Given exercise: Pick out every line in the items below that contains the word "slope", and copy each one. Case counts, so a line only matches if its capital and small letters are the same as in "slope".

The data:
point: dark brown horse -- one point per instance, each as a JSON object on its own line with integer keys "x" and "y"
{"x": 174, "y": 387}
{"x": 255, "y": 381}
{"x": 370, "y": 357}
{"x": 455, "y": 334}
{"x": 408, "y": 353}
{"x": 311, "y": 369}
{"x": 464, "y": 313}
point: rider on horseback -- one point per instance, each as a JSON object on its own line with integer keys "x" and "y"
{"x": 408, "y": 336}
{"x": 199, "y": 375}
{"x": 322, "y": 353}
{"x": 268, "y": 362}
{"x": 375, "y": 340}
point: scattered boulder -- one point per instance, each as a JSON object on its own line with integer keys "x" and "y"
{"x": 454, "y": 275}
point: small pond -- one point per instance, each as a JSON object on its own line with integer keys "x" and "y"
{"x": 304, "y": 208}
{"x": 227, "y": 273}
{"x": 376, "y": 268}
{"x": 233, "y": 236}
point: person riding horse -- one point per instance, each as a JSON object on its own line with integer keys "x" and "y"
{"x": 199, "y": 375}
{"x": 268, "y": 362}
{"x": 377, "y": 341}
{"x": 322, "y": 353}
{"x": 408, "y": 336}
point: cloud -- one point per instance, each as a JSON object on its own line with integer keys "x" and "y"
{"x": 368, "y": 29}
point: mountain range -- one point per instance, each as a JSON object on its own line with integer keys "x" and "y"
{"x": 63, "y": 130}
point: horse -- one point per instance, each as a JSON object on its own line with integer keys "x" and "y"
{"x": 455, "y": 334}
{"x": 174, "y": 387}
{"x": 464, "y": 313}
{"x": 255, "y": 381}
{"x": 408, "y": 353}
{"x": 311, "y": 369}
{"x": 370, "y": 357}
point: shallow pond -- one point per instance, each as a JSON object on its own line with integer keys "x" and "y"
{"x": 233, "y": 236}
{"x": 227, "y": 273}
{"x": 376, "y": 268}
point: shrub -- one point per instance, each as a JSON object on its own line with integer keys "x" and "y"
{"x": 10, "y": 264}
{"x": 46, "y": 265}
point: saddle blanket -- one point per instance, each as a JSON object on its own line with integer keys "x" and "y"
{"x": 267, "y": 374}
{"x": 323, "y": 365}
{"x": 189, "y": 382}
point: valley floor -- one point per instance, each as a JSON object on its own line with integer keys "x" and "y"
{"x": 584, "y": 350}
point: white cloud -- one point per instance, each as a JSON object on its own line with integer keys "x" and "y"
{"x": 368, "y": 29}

--

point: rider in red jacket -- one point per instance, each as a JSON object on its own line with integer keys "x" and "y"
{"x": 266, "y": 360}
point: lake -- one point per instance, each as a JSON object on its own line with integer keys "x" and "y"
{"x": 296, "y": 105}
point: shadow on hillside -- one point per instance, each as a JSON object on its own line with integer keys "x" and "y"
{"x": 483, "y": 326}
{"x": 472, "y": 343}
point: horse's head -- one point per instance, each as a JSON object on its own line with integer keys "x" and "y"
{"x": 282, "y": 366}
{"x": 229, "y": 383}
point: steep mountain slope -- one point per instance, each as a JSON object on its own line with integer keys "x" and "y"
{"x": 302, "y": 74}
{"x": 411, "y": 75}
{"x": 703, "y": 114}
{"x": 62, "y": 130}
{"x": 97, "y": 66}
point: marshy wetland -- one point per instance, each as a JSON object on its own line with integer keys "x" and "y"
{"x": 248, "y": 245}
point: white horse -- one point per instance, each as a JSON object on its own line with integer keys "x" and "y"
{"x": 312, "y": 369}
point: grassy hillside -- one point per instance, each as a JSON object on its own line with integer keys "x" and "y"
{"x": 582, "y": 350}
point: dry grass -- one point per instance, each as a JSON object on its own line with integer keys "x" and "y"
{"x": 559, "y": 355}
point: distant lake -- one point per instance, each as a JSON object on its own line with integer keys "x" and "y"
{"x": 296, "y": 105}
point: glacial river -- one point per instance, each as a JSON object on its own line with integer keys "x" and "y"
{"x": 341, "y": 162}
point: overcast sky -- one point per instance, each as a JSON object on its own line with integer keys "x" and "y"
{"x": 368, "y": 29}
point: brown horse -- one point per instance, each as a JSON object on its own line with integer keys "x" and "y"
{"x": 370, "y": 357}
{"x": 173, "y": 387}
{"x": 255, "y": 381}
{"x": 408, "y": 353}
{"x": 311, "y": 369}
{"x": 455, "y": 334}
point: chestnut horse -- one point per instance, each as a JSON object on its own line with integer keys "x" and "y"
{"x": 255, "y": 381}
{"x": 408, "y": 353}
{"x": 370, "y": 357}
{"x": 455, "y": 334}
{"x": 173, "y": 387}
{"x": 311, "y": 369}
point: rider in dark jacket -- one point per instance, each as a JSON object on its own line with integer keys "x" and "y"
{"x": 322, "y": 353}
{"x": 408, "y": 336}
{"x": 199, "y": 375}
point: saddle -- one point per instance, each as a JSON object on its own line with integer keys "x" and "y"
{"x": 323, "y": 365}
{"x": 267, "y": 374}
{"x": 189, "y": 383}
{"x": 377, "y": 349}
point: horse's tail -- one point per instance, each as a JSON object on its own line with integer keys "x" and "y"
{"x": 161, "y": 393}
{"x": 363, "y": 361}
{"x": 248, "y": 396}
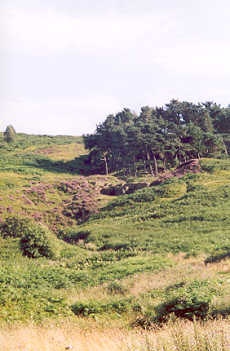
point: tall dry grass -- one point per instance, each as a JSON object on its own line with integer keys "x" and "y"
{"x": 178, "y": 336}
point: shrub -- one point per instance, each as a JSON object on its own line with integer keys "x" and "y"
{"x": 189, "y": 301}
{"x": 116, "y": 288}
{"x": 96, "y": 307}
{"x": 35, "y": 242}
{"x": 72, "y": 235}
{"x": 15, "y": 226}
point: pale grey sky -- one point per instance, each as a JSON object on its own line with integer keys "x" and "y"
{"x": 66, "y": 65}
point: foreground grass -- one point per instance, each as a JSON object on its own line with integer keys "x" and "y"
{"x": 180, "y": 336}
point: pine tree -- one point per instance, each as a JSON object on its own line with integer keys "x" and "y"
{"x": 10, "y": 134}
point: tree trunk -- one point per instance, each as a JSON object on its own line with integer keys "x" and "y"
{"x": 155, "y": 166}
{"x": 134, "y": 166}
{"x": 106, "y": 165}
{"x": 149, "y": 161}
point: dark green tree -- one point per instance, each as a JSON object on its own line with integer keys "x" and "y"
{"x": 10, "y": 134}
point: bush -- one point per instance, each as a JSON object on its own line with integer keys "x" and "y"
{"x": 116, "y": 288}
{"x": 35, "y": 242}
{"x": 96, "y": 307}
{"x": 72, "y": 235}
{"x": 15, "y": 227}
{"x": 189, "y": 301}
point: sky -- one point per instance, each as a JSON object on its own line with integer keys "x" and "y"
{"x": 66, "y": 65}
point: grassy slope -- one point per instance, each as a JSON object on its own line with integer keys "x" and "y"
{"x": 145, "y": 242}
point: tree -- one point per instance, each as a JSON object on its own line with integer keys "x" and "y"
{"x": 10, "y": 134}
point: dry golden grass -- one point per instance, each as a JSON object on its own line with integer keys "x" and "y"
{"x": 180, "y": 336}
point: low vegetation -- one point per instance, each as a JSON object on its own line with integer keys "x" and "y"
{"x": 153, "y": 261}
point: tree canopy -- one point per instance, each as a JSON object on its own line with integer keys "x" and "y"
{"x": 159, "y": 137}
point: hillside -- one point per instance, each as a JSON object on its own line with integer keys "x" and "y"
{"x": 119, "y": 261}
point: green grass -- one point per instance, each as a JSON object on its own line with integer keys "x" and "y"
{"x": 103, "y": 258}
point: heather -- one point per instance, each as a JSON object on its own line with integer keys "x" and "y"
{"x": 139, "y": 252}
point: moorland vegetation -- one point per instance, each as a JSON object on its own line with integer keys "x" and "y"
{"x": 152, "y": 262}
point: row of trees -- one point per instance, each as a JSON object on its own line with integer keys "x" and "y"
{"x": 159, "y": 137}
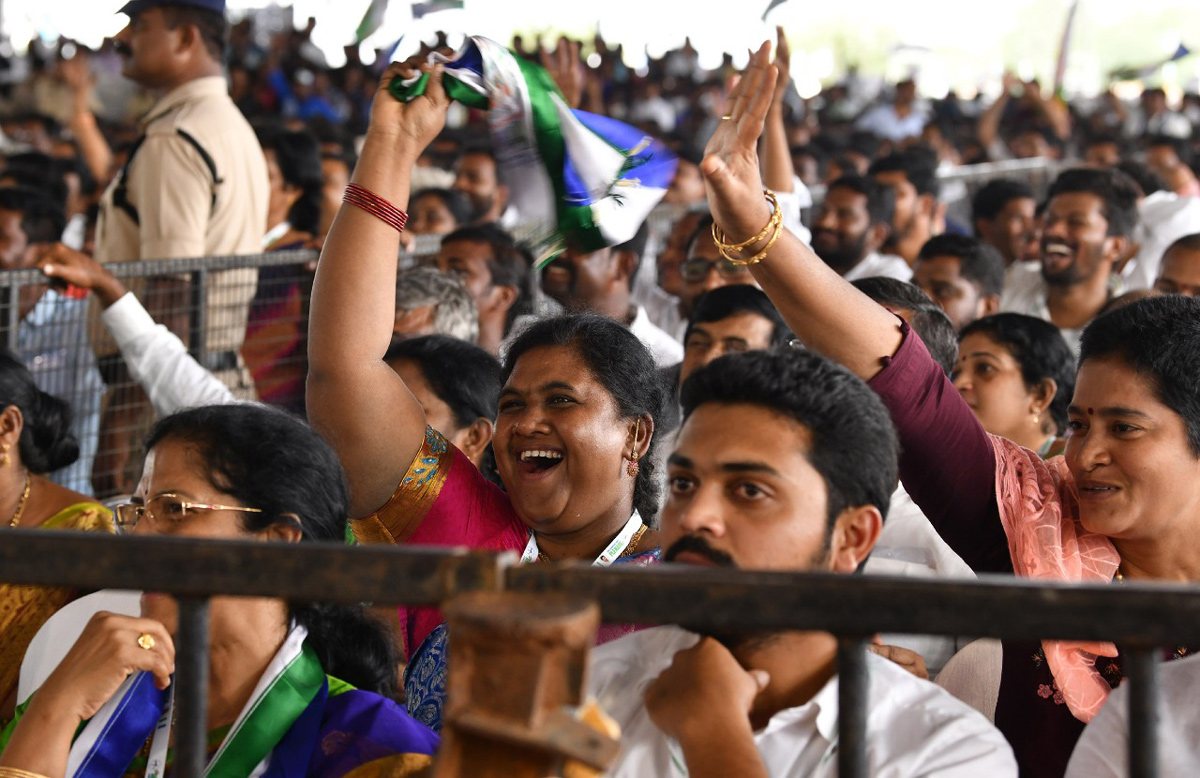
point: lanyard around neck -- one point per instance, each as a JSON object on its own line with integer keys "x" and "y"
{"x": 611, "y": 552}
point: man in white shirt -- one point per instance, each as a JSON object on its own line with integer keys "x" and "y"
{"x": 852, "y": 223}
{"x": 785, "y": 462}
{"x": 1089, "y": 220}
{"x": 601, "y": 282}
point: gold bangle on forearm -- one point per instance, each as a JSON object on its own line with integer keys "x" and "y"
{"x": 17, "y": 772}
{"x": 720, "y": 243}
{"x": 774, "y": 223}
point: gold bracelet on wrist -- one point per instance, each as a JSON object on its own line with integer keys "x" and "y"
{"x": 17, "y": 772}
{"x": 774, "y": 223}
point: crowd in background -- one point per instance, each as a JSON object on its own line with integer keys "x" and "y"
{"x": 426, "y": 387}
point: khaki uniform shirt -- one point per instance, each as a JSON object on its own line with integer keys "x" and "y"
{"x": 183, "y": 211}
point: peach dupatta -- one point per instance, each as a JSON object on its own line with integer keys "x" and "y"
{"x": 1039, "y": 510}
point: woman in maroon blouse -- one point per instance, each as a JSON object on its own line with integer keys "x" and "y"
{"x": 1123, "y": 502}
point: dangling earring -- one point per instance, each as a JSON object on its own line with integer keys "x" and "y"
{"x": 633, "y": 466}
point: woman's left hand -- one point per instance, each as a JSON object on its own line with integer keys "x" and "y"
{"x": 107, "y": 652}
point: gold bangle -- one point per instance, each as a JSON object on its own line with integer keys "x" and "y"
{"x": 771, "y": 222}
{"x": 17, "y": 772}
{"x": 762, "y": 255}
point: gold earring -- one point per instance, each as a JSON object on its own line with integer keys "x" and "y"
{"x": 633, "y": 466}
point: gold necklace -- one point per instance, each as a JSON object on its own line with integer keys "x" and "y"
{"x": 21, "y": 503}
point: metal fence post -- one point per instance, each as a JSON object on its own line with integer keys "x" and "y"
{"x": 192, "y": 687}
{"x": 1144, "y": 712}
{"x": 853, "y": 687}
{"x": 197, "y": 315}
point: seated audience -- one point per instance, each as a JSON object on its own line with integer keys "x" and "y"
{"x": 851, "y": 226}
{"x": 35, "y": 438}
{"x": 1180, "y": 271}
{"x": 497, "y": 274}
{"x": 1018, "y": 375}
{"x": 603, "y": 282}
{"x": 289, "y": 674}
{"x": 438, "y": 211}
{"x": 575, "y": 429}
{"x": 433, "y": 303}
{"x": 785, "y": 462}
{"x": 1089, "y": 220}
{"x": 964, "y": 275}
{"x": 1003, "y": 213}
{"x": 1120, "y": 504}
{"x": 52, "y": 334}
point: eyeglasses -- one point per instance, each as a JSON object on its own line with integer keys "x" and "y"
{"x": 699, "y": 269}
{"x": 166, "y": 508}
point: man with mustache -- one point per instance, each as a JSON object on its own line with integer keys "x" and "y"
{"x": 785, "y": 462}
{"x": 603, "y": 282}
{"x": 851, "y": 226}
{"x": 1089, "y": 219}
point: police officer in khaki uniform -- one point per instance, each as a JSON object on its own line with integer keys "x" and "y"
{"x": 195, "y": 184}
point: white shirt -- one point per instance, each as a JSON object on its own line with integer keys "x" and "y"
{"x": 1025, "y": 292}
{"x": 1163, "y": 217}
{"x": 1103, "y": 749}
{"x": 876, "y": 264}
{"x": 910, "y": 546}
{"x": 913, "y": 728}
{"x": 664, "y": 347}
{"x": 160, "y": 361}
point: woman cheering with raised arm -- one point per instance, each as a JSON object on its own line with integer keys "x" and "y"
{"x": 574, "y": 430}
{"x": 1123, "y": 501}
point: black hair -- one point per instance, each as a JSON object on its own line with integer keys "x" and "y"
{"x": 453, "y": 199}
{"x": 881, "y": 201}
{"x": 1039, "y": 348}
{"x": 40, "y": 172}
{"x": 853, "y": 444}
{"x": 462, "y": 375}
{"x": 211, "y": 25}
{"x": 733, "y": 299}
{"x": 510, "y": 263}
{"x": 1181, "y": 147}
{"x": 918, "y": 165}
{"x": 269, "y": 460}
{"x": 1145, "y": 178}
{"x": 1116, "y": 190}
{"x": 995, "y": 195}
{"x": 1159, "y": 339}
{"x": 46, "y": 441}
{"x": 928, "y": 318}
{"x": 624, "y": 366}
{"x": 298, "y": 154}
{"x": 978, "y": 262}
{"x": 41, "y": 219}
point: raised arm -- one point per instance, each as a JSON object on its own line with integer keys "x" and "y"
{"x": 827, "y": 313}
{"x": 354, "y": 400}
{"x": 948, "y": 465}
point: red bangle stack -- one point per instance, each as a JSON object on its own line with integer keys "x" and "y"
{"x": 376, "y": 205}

...

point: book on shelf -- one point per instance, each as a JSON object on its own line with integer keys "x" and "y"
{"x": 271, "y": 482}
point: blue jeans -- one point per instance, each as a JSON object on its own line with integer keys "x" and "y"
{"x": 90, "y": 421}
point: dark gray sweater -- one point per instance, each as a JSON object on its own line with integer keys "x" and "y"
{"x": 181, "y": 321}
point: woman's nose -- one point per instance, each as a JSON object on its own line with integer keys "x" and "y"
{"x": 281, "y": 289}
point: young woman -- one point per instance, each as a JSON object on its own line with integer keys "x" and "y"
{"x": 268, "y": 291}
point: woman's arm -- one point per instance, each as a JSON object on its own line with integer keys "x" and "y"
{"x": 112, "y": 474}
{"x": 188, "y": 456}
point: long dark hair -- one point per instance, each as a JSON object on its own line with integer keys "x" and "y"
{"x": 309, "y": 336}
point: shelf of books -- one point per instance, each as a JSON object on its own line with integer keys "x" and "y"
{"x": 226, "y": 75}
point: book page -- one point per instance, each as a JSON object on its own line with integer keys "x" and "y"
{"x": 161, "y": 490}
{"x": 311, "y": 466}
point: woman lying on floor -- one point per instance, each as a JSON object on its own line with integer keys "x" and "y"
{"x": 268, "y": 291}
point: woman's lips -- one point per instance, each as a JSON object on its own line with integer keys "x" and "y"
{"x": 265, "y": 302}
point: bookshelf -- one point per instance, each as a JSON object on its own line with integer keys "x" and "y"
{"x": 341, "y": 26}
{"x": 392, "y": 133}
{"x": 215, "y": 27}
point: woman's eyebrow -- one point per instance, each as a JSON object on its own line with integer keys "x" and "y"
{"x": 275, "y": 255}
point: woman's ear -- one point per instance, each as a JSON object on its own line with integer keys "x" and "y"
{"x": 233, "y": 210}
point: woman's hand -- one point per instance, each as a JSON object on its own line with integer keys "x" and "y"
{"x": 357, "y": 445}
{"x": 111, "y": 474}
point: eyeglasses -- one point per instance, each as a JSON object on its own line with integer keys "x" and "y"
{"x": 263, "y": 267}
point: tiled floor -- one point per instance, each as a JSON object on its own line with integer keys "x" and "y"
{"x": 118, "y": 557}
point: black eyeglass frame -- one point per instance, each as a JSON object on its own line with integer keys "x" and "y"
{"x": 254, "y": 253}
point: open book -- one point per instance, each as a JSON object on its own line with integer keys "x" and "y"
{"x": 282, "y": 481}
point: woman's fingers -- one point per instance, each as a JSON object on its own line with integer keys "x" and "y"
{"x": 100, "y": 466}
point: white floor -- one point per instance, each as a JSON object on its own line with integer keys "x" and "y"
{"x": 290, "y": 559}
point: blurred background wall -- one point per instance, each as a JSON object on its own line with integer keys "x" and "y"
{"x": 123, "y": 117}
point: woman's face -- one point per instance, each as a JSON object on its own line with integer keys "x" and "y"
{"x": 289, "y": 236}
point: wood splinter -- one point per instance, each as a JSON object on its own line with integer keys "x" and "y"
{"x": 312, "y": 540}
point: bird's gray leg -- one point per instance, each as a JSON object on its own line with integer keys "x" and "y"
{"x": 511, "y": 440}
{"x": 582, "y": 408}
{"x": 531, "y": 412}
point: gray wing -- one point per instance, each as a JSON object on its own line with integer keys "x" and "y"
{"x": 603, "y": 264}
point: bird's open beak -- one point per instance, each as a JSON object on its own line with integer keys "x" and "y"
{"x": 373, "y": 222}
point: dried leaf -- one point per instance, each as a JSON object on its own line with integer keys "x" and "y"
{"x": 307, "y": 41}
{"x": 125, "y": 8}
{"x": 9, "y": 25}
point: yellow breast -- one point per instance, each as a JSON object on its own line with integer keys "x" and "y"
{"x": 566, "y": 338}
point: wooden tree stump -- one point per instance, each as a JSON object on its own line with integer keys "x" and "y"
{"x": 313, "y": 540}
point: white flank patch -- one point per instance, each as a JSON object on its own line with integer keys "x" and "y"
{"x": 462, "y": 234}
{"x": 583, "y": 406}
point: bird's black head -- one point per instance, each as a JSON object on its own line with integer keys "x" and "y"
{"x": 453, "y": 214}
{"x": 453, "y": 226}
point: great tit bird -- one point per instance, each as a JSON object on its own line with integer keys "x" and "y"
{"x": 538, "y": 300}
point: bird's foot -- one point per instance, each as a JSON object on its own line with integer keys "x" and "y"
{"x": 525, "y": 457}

Written response:
point: steep mountain slope -- one point per instance, each as a JSON object on its own line with integer keys "x" and "y"
point: grassy slope -- one point per instance, each as a JSON object on its own line with integer keys "x" and "y"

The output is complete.